DOCUMENT EXTRACT.
# # #

The mock review service used internally by AgentTestHarness:

class _MockReviewService:
    """Auto-approves all submitted review items for use in tests."""

    def submit(self, item_type, payload, submitter, priority="normal"):
        item_id = str(uuid4())
        return ReviewItem(
            id=item_id,
            item_type=item_type,
            payload=payload,
            submitter=submitter,
            status=ReviewStatus.APPROVED,
            submitted_at=datetime.utcnow(),
            reviewed_by="mock-reviewer",
            reviewed_at=datetime.utcnow(),
        )

    def get(self, review_id: str) -> ReviewItem:
        return ReviewItem(status=ReviewStatus.APPROVED, ...)

    def reject(self, review_id: str, reason: str, reviewer: str) -> None:
        pass   # no-op in mock

Policy Override Support

AgentTestHarness exposes set_policy_override() for testing custom permission configurations:

harness = AgentTestHarness(trust_level="untrusted_external")

# Grant a normally-blocked action for this test
harness.set_policy_override(
    agent_id="test-agent",
    action_type=AgentActionType.export,
    allowed=True,
)

result = harness.run_action(
    agent_id="test-agent",
    action_type=AgentActionType.export,
    target_ref="bundle--xyz",
    impact_level="medium",
)

# # #

PROMPT 1.
In the harness extract, what value does the mock review service set for reviewed_by on a submitted item?
PROMPT 2.
State whether each statement agrees with the harness extract. Give yes or no, and quote the words that decide it.
(a) The mock's reject method does nothing.
(b) The submit method's default priority is "high".
(c) The override example creates the harness with a trust level of "trusted_internal".

# # #

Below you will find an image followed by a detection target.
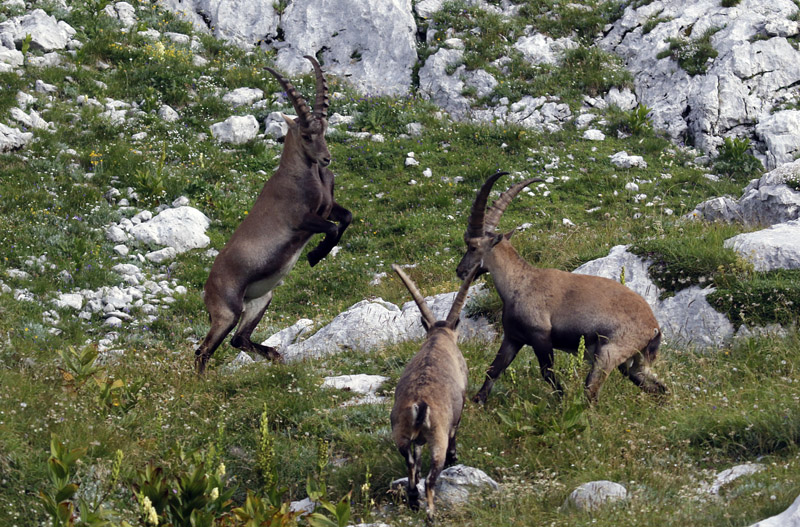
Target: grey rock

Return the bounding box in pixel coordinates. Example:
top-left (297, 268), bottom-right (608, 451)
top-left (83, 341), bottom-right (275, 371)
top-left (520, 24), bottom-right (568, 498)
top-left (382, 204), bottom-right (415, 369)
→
top-left (756, 110), bottom-right (800, 169)
top-left (564, 480), bottom-right (628, 512)
top-left (55, 293), bottom-right (83, 311)
top-left (724, 220), bottom-right (800, 271)
top-left (276, 0), bottom-right (417, 95)
top-left (583, 129), bottom-right (606, 141)
top-left (389, 465), bottom-right (500, 507)
top-left (0, 123), bottom-right (33, 152)
top-left (103, 2), bottom-right (137, 27)
top-left (211, 115), bottom-right (258, 145)
top-left (707, 463), bottom-right (767, 496)
top-left (514, 33), bottom-right (578, 65)
top-left (222, 88), bottom-right (264, 108)
top-left (130, 206), bottom-right (210, 253)
top-left (751, 497), bottom-right (800, 527)
top-left (599, 0), bottom-right (800, 163)
top-left (158, 104), bottom-right (181, 123)
top-left (608, 151), bottom-right (647, 168)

# # #

ANSWER 1.
"mock-reviewer"

ANSWER 2.
(a) Yes: "no-op in mock"
(b) No: priority="normal"
(c) No: trust_level="untrusted_external"